[Pointing and labeling listing]

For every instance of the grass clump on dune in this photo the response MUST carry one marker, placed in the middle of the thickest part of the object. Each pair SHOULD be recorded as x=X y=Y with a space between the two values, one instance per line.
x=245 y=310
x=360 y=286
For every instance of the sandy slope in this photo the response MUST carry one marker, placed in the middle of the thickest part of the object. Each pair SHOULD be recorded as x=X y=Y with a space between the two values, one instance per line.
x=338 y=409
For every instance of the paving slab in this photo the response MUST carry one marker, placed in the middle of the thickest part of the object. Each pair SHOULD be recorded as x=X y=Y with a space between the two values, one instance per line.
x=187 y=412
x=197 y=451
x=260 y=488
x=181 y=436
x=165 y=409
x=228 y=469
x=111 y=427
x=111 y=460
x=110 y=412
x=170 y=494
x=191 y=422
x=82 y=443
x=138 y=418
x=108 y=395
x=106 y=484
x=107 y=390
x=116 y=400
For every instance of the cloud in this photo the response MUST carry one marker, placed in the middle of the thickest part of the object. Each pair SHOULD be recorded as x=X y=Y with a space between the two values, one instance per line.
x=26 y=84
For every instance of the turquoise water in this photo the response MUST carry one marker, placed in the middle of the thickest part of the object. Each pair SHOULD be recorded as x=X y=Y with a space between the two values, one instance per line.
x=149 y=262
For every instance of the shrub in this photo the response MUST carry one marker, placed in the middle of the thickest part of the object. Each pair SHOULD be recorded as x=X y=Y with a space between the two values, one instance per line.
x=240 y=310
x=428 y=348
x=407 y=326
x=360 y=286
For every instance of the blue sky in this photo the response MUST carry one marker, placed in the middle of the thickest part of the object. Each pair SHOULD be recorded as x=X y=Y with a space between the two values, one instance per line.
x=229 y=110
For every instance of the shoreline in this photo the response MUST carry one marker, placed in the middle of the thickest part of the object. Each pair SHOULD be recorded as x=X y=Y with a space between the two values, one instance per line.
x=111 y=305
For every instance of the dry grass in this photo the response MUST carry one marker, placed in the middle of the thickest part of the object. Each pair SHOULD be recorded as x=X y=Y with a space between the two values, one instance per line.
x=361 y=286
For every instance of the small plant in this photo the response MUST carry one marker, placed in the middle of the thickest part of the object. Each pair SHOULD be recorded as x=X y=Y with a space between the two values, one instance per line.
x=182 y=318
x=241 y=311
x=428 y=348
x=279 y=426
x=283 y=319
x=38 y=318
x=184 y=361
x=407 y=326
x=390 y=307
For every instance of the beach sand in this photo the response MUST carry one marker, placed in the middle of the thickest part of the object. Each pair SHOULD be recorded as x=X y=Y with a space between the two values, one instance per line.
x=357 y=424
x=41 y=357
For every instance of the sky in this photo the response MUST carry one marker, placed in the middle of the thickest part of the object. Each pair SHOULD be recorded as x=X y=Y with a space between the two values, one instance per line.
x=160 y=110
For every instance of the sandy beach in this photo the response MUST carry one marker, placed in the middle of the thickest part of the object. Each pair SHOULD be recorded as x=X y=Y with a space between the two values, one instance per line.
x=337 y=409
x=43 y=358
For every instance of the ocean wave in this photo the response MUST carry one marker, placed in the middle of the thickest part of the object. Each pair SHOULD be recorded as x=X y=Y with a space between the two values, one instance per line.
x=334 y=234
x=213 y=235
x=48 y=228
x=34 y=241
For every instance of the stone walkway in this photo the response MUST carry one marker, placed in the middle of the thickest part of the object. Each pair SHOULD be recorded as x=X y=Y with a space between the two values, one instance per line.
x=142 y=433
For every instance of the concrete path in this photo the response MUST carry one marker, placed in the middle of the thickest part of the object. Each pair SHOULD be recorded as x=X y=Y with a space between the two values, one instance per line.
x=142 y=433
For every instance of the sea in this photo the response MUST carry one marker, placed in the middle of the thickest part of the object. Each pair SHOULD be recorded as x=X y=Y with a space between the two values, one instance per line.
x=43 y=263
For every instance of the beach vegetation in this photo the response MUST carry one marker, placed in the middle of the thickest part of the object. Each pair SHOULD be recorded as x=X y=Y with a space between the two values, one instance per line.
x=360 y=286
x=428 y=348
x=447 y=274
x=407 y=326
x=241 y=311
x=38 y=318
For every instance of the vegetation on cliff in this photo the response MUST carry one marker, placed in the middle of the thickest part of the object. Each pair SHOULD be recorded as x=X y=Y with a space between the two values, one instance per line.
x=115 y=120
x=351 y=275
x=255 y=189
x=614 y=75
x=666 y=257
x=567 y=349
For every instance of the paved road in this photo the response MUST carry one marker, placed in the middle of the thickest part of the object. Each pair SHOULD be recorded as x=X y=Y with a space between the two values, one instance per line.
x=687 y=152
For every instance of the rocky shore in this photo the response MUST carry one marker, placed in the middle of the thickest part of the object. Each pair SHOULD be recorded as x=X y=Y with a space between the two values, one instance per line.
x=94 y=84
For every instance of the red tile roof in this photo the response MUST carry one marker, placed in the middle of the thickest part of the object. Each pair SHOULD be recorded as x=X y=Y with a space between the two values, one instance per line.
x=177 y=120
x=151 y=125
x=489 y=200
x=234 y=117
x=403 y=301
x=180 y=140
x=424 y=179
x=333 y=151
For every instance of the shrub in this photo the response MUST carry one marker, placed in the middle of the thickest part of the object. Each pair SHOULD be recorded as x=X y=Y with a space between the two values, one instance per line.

■ AIM
Reproduce every line of the listing above without any change.

■ THE RESULT
For every instance of the grass clump on dune in this photo the response MUST carry one marker, placed in the middle of the thickest part of the object. Each pair SHOULD be recorded as x=X y=Y with a space between the two values, one instance per line.
x=245 y=310
x=360 y=286
For every instance of the sandy slope in this photo the response MUST carry one marker, placed in the middle of the thickest part of the object. Each pair SHOULD be recorded as x=X y=Y with a space between the two values, one instance per line.
x=338 y=409
For every instance of the paving slab in this photo the response MUST carry one marker, placed in the middle of the thickest part of the object. Each pair SHOULD be recorded as x=X y=Y with a space between the two values, one instance per line.
x=187 y=412
x=197 y=451
x=260 y=488
x=181 y=436
x=165 y=409
x=228 y=469
x=111 y=427
x=111 y=460
x=110 y=412
x=170 y=494
x=191 y=422
x=82 y=443
x=138 y=418
x=108 y=395
x=106 y=484
x=107 y=390
x=116 y=400
For every instance of the cloud in this photo the response MUST carry one marker, placed in the middle of the thickest part of the object. Each pair SHOULD be recorded as x=X y=Y with a space between the two values, one instance per line.
x=26 y=84
For every instance of the turquoise water in this photo the response MUST carry one marker, placed in the middle of the thickest part of the object. Each pair SHOULD be recorded as x=X y=Y with a space between the two values, one instance per line.
x=149 y=262
For every instance of the shrub in this photo the response MUST carry one marker, placed in the middle of the thickest part of the object. Each pair SHOULD be recorded as x=X y=Y with a space between the two values, one instance per line.
x=240 y=310
x=428 y=348
x=407 y=326
x=360 y=286
For every instance of the blue sky in this photo the response MUST carry one marker, placed in the middle of the thickest part of the object. Each pair SHOULD be recorded as x=X y=Y with a space between the two values, one instance per line.
x=229 y=110
For every instance of the shoreline in this photo the response MUST carry one marker, placed in the middle of the thickest part of the object. Each pair SHOULD be recorded as x=X y=Y with a space between the two values, one instance per line.
x=111 y=305
For every instance of the dry grass in this photo the response MUST carry one marker, placed in the middle of the thickest part of the object. Each pair SHOULD be recorded as x=X y=Y with a space between the two values, one instance per line.
x=361 y=286
For every instance of the small plant in this photo the response MUST carry one marker, placed in the middle of the thickest part of the object. Each pair SHOULD be recorded as x=X y=Y with a space between the two values, one instance per line.
x=182 y=318
x=241 y=311
x=428 y=348
x=279 y=426
x=283 y=319
x=38 y=318
x=184 y=361
x=407 y=326
x=390 y=307
For every instance of the beach sand in this photo the response MUST carry one marker, placed in the middle of the thickest part of the object. Each pair SHOULD be recorded as x=X y=Y with a space between the two values, one instance per line.
x=357 y=424
x=41 y=357
For every instance of the sky in this photo the response MUST carry one marker, placed in the middle of the thickest part of the object. Each pair SHOULD be recorded as x=X y=Y with a space between the two values, one instance per line.
x=160 y=110
For every instance of the sandy beach in this photo the response MUST carry one marker, placed in the middle of the thickest part of the object. Each pair SHOULD be recorded as x=X y=Y with a space between the two values, one instance per line.
x=337 y=409
x=43 y=358
For every instance of the ocean wave in this photo the response MUST carry one marker, placed in the middle of the thickest part of the object. Each pair SHOULD be recorded as x=X y=Y with a space between the two values, one instance per line.
x=334 y=234
x=213 y=235
x=48 y=228
x=34 y=241
For every instance of the stone walkway in this photo the response MUST carry one marker, placed in the middle of the thickest part of the object. Each pair SHOULD be recorded as x=X y=Y with a space between the two values, one instance per line.
x=142 y=433
For every instance of the concrete path in this photo the response MUST carry one marker, placed in the middle of the thickest part of the object. Each pair SHOULD be recorded as x=X y=Y with a space between the two values, one instance per line.
x=142 y=433
For every instance of the sea in this photo the response MUST carry one marker, placed in the middle of the thickest part of the object. Each pair SHOULD be recorded as x=X y=Y with a space between the two values, one instance per line.
x=43 y=263
For every instance of the beach vegetation in this photo the response MUST carry one marker, placed in the middle of the thickest part of the object. Each pair SHOULD be recorded as x=X y=Y with a space between the two values, one instance per line.
x=360 y=286
x=428 y=348
x=447 y=274
x=407 y=326
x=241 y=311
x=38 y=318
For every instance of the vegetation on cliff in this photo the response MUST carry one marker, placed in the middle of the thickest part of the object. Each pair SHOULD be recorded as x=X y=Y with a space between the two values, one instance per line.
x=115 y=120
x=351 y=275
x=255 y=189
x=614 y=75
x=666 y=257
x=567 y=349
For every instance of the paved road in this photo the response MUST carry one marker, placed in the middle of the thickest part of the object. Each pair SHOULD be recorded as x=X y=Y with a space between the two values, one instance per line.
x=687 y=152
For every instance of the rocky shore in this photo the response MUST carry one marker, placed in the middle of the thickest part of the object. Each pair SHOULD be recorded as x=X y=Y with a space between the two values, one instance per line.
x=94 y=84
For every instance of the red tile roof in this photo the response MUST carry one marker, placed in the middle of the thickest part of the object. Each pair SHOULD be recorded as x=X y=Y with a space between the two values, one instance per line.
x=177 y=120
x=151 y=125
x=489 y=200
x=234 y=117
x=403 y=301
x=180 y=140
x=424 y=179
x=333 y=151
For every instance of the shrub in this photo the response MUST carry one marker, placed in the middle of the thickest part of the object. Each pair SHOULD be recorded as x=X y=Y with a space between the two values, one instance per line.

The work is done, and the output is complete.